The patch has various stylistic problems, i.e. departures from the Google
style guide (e.g. non-const reference as function argument; output before
inputs). But lattices should not contain arcs with infinite costs at all.
I think the better solution is to work backward and figure out how your
lattices got broken. Can you say what sequence of steps you used to
generate the lattices? If you used the standard scripts, what top-level
script did you use?
Below is the patch I have been using to avoid DNN smbr training failure on
occasions. Please check if it can be commited in trunk. --Ricky
Index: nnetbin/nnet-train-mpe-sequential.cc
Also, Ricky- let us know what the issue was with the bad weights that you
found on some arcs, i.e. what the weights were- were they
LatticeWeight::Zero(), i.e. inf,inf,empty-string, or were they something
else?

MATERIAL SUPPLIED:
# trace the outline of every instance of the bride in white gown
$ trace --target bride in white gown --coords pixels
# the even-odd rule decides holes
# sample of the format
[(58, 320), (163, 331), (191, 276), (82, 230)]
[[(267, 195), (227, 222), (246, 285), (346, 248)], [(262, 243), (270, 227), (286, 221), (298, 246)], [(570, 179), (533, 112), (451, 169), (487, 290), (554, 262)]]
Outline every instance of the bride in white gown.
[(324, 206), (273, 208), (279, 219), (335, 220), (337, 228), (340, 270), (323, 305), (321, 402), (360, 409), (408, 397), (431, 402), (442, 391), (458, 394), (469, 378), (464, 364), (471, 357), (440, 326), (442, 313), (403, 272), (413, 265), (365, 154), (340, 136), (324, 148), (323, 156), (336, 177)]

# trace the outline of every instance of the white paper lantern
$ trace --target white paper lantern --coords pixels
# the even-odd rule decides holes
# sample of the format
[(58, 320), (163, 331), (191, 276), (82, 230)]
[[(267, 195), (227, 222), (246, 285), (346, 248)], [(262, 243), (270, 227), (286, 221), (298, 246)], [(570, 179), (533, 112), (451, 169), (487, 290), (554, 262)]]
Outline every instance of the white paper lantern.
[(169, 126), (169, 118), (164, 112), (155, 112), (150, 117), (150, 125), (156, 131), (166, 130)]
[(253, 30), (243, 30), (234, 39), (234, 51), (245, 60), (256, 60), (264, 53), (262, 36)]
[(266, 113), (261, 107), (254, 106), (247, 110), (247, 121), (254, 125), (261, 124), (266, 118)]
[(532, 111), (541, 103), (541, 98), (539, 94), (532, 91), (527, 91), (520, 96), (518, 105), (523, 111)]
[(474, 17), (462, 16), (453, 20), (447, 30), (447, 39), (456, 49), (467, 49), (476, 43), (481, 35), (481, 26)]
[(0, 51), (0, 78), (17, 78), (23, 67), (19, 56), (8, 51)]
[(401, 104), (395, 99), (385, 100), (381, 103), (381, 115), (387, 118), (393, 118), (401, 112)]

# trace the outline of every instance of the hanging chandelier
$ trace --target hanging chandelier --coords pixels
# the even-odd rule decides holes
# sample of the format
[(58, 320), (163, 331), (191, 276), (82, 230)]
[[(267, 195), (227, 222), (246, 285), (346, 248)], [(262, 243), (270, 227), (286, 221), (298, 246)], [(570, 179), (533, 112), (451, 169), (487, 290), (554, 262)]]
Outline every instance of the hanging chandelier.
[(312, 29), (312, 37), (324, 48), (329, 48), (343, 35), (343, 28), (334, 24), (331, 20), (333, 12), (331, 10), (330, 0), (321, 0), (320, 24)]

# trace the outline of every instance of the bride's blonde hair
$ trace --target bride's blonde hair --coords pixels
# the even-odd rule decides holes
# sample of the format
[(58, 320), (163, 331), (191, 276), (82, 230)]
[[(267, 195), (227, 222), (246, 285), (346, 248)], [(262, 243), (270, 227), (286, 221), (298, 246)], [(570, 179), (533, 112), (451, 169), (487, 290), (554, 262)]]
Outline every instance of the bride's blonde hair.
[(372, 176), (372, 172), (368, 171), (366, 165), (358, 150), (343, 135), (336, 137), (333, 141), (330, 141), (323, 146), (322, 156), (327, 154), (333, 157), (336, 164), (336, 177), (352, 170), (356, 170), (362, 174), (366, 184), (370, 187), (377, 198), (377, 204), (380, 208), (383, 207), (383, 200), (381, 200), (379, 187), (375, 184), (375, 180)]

TASK TO CARRY OUT:
In the thread about the smbr training patch, what does the reply say lattices should not contain at all?

TASK SOLUTION:
Arcs with infinite costs.